** Opening Text for analysis block **
Italian Carabinieri general and Resistance member

Filippo Caruso (Casole Bruzio, 24 August 1884 - Rome, 12 September 1979) was an Italian Carabinieri general and Resistance member during World War II.

==Biography==

Caruso was born into a bourgeois family with military and patriotic traditions; some of his ancestors had participated in the Risorgimento. He began his military career in 1905, enlisting in the Royal Italian Army as a second lieutenant in the 44th Infantry Regiment; after attending courses at the Royal Military Academy of Infantry and Cavalry in Modena, he became a career officer in 1909, assigned to the 18th Infantry Regiment, with which he fought in Libya in the Italo-Turkish War (1911–12). After being promoted to lieutenant and returning to Italy, in 1914 he was transferred to the Carabinieri Corps. He participated in the First World War, fighting in the 11th Division on the middle course of the Isonzo and then serving with the 114th Carabinieri Section at the Supreme Command. After promotion captain in 1917, he fought with the 26th Division, and distinguished himself during the advance on Trento and Bolzano following the battle of Vittorio Veneto in October–November 1918. By the end of the war he had been decorated with two bronze medals for military valor.
** Closing Text for analysis block **
** Opening Provided records block **
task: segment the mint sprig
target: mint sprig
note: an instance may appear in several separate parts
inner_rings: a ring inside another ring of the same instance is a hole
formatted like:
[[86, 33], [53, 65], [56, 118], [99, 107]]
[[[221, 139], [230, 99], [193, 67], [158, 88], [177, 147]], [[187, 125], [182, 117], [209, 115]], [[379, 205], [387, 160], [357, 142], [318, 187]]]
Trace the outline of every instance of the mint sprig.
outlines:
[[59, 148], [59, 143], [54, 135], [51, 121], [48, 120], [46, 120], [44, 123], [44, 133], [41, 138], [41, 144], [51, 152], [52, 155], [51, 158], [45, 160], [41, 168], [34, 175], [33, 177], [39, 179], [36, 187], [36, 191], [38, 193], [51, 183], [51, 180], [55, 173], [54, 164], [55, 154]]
** Closing Provided records block **
** Opening Provided records block **
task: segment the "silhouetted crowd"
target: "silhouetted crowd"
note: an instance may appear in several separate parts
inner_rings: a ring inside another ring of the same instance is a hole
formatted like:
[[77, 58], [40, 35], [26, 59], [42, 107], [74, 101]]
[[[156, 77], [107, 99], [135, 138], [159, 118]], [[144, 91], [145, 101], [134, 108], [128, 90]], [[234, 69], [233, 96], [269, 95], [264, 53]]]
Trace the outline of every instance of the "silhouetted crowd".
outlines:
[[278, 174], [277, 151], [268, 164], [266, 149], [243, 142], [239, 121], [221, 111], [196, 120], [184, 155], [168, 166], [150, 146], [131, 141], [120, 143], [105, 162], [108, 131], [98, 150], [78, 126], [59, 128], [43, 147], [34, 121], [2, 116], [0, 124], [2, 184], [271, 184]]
** Closing Provided records block **
**Your assignment:**
Using the biography of Filippo Caruso, explain how he came to fight in Libya during the Italo-Turkish War.

**Answer box:**
After attending courses at the Royal Military Academy of Infantry and Cavalry in Modena, he became a career officer in 1909 and was assigned to the 18th Infantry Regiment. He fought in Libya with that regiment during the Italo-Turkish War of 1911–12.